▶ [Direction]:
Can you lay out the records below as a Markdown table with the columns Row and Line, giving each line its own numbered row and leaving out blank lines?

▶ [Task data]:
= = = = =

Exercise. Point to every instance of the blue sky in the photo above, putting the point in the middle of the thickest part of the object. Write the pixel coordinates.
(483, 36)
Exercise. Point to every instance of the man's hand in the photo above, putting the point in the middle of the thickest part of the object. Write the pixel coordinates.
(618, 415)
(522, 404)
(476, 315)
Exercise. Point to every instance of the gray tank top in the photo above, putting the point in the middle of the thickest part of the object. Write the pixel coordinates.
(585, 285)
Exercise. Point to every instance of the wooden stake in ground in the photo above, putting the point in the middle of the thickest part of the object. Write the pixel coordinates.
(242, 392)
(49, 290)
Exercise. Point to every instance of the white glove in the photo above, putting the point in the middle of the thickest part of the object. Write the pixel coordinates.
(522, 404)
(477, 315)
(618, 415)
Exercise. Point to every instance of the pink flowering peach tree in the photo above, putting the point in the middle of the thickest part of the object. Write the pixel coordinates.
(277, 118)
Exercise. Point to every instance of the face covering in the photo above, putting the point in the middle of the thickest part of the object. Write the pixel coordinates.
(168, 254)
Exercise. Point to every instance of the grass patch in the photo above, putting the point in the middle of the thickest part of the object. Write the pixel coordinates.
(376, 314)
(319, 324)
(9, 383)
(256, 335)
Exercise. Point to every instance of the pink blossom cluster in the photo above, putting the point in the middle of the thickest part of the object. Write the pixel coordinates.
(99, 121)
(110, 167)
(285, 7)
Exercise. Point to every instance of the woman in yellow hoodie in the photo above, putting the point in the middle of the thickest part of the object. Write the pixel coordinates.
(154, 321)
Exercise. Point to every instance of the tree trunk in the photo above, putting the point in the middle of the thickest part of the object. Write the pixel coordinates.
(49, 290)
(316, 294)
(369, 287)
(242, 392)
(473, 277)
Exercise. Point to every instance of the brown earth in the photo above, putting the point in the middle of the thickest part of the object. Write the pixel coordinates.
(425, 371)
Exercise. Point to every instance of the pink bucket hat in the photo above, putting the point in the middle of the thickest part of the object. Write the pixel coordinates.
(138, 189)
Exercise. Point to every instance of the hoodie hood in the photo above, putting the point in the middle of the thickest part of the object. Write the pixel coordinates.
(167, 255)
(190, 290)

= = = = =

▶ [Correct result]:
| Row | Line |
|---|---|
| 1 | Exercise. Point to every instance of the blue sky in the photo above, putting the point in the middle of the thickest part of the object. Write the pixel coordinates. |
| 2 | (483, 36) |
| 3 | Exercise. Point to every instance of the man's hand in the photo above, putting the point in the middle of the thickest part of the object. Write the pixel coordinates. |
| 4 | (618, 415) |
| 5 | (522, 404) |
| 6 | (476, 315) |
| 7 | Exercise. Point to every instance of the gray tank top in the photo above, putting the point in the middle of the thickest part of the object. Write the pixel coordinates. |
| 8 | (585, 285) |
| 9 | Exercise. Point to every instance of the wooden stake in ground in the photo above, putting the point in the middle of the thickest part of the object. Write the pixel coordinates. |
| 10 | (242, 392) |
| 11 | (49, 290) |
| 12 | Exercise. Point to every instance of the white glove in the photo above, putting the point in the middle of the thickest part of the object. Write the pixel coordinates. |
| 13 | (522, 404) |
| 14 | (477, 315) |
| 15 | (618, 415) |
| 16 | Exercise. Point to every instance of the pink flowering peach tree in the photo above, putting the point in the middle of the thickest part of the object. Write the pixel coordinates. |
| 17 | (277, 118) |
| 18 | Exercise. Point to every instance of the face covering in the photo above, putting the point in the middle of the thickest part of the object. Write the pixel coordinates. |
| 19 | (168, 254) |
| 20 | Exercise. Point to every instance of the grass patch in the photo above, putting the point in the middle of the thickest part of the object. Write the pixel coordinates. |
| 21 | (376, 314) |
| 22 | (319, 324) |
| 23 | (9, 383) |
| 24 | (256, 335) |
| 25 | Exercise. Point to every instance of the pink blossom cluster in the photo above, putting the point in the middle of the thickest part of the object. Write the pixel coordinates. |
| 26 | (99, 121) |
| 27 | (110, 167) |
| 28 | (285, 7) |
| 29 | Exercise. Point to every instance of the woman in yellow hoodie in the photo above, putting the point in the middle of the thickest part of the object. Write the pixel coordinates. |
| 30 | (154, 321) |
| 31 | Exercise. Point to every instance of the tree trunk in the photo above, putting the point in the middle of the thickest part of the object. Write the pixel coordinates. |
| 32 | (49, 290) |
| 33 | (316, 294) |
| 34 | (369, 287) |
| 35 | (242, 392) |
| 36 | (473, 277) |
| 37 | Exercise. Point to every instance of the brown earth in the photo above, putting the point in the middle of the thickest part of the object. Write the pixel coordinates. |
| 38 | (425, 371) |
| 39 | Exercise. Point to every instance of the pink bucket hat in the photo above, putting the point in the middle of the thickest part of the object. Write the pixel coordinates. |
| 40 | (138, 189) |
| 41 | Exercise. Point to every instance of the hoodie hood in the photo above, putting the point in the middle of the thickest part of the object. Write the pixel coordinates. |
| 42 | (167, 255) |
| 43 | (190, 290) |